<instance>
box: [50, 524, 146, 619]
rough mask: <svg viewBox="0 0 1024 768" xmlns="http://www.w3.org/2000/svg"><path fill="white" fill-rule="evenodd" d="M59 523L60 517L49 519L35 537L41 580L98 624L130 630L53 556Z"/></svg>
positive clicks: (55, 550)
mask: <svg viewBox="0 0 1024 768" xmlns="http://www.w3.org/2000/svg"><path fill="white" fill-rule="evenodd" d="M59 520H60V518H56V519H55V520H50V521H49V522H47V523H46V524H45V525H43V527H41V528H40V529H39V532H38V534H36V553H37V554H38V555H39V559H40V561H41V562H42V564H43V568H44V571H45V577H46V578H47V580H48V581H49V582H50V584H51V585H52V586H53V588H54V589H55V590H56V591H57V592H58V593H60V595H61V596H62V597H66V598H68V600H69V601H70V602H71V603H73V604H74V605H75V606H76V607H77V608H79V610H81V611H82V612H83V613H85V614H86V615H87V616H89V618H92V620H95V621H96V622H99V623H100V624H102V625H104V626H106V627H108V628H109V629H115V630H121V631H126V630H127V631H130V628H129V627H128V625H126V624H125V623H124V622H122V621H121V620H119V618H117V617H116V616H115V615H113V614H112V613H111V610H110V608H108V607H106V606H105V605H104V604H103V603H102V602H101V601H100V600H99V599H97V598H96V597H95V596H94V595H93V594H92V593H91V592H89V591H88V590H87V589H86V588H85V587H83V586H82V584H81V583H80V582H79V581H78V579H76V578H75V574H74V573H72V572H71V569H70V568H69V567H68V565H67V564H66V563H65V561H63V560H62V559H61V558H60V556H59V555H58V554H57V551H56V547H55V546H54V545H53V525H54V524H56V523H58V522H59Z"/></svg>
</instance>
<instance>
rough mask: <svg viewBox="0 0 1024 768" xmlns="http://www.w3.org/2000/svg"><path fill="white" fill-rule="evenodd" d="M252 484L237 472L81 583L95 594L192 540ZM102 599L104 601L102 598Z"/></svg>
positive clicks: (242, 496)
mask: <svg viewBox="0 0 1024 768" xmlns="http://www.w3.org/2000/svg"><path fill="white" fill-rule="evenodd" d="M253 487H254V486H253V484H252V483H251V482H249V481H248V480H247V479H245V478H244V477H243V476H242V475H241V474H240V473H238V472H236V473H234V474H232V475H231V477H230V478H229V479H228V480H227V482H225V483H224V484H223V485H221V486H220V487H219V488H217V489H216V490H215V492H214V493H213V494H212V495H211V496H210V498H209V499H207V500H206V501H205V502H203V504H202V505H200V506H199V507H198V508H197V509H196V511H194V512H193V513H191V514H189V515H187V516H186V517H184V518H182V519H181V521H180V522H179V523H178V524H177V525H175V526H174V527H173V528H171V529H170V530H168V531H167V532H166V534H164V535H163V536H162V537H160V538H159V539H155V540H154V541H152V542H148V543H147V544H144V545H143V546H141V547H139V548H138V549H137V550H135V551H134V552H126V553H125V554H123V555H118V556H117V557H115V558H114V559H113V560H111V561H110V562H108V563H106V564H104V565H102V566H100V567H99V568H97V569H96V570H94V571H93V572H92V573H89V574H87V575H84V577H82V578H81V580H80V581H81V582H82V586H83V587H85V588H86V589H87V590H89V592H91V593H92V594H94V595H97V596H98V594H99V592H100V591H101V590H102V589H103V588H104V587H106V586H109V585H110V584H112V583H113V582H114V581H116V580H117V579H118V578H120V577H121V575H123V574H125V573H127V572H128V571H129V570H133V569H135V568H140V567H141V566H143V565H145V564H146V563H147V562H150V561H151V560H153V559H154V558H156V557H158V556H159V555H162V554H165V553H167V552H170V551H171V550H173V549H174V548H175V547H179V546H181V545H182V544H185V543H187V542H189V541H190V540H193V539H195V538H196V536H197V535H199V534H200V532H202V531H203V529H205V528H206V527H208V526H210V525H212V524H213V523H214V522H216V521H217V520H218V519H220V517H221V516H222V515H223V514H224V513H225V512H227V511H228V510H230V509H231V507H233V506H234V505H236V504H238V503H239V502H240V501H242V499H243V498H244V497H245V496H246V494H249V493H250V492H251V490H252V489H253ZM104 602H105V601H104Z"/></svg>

━━━━

> **Task brief**
Go through the data and copy each line exactly as it reads.

> **Exercise answer**
<instance>
box: [50, 524, 146, 619]
rough mask: <svg viewBox="0 0 1024 768" xmlns="http://www.w3.org/2000/svg"><path fill="white" fill-rule="evenodd" d="M59 523L60 517L49 519L35 537L41 580L98 624L130 630L53 556Z"/></svg>
positive clicks: (55, 550)
mask: <svg viewBox="0 0 1024 768" xmlns="http://www.w3.org/2000/svg"><path fill="white" fill-rule="evenodd" d="M59 520H60V518H56V519H55V520H50V521H49V522H47V523H46V524H45V525H43V527H41V528H40V529H39V532H38V534H36V553H37V554H38V555H39V559H40V561H41V562H42V564H43V568H44V571H45V577H46V578H47V580H48V581H49V582H50V584H51V585H52V586H53V588H54V589H55V590H56V591H57V592H58V593H60V595H61V596H62V597H66V598H68V600H69V601H70V602H71V603H73V604H74V605H75V606H76V607H77V608H79V610H81V611H82V612H83V613H85V614H86V615H87V616H89V618H92V620H95V621H96V622H99V623H100V624H102V625H104V626H106V627H108V628H109V629H115V630H121V631H126V630H127V631H130V628H129V627H128V625H126V624H125V623H124V622H122V621H121V620H119V618H117V617H116V616H115V615H113V614H112V613H111V610H110V608H108V607H106V606H105V605H104V604H103V603H102V602H101V601H100V600H99V599H97V598H96V597H95V596H94V595H93V594H92V593H91V592H89V591H88V590H87V589H86V588H85V587H83V586H82V584H81V583H80V582H79V581H78V579H76V578H75V574H74V573H72V572H71V569H70V568H69V567H68V565H67V564H66V563H65V561H63V560H62V559H61V558H60V556H59V555H58V554H57V551H56V547H55V546H54V545H53V525H54V524H56V523H58V522H59Z"/></svg>
</instance>
<instance>
rough mask: <svg viewBox="0 0 1024 768" xmlns="http://www.w3.org/2000/svg"><path fill="white" fill-rule="evenodd" d="M252 484L237 472L81 583L95 594L192 540ZM102 599L104 601L102 598Z"/></svg>
positive clicks: (242, 496)
mask: <svg viewBox="0 0 1024 768" xmlns="http://www.w3.org/2000/svg"><path fill="white" fill-rule="evenodd" d="M253 487H254V486H253V484H252V483H251V482H249V481H248V480H247V479H245V478H244V477H243V476H242V475H241V474H240V473H238V472H236V473H234V474H232V475H231V477H230V478H229V479H228V480H227V482H225V483H224V484H223V485H221V486H220V487H219V488H217V489H216V490H215V492H214V493H213V494H212V495H211V496H210V498H209V499H207V500H206V501H205V502H203V504H202V505H200V506H199V507H198V508H197V509H196V511H194V512H193V513H191V514H189V515H187V516H186V517H184V518H182V519H181V521H180V522H179V523H178V524H177V525H175V526H174V527H173V528H171V529H170V530H168V531H167V532H166V534H164V535H163V536H162V537H160V538H159V539H155V540H154V541H152V542H148V543H147V544H144V545H143V546H141V547H139V548H138V549H137V550H135V551H134V552H126V553H125V554H123V555H118V556H117V557H115V558H114V559H113V560H111V561H110V562H108V563H106V564H104V565H102V566H100V567H99V568H97V569H96V570H94V571H93V572H92V573H89V574H87V575H84V577H82V578H81V580H80V581H81V582H82V586H83V587H85V588H86V589H87V590H89V592H91V593H92V594H94V595H97V596H98V594H99V592H100V591H101V590H102V589H103V588H104V587H106V586H109V585H110V584H112V583H113V582H114V581H116V580H117V579H118V578H120V577H121V575H123V574H125V573H127V572H128V571H129V570H133V569H135V568H140V567H141V566H143V565H145V564H146V563H147V562H150V561H151V560H153V559H154V558H156V557H158V556H159V555H162V554H165V553H167V552H170V551H171V550H173V549H174V548H175V547H179V546H181V545H182V544H185V543H187V542H189V541H190V540H193V539H195V538H196V536H197V535H199V534H200V532H202V531H203V529H205V528H206V527H208V526H210V525H212V524H213V523H214V522H216V521H217V520H218V519H220V517H221V516H222V515H223V514H224V513H225V512H227V511H228V510H230V509H231V507H233V506H234V505H236V504H238V503H239V502H240V501H242V499H243V498H244V497H245V496H246V494H249V493H250V492H251V490H252V489H253ZM104 602H105V601H104Z"/></svg>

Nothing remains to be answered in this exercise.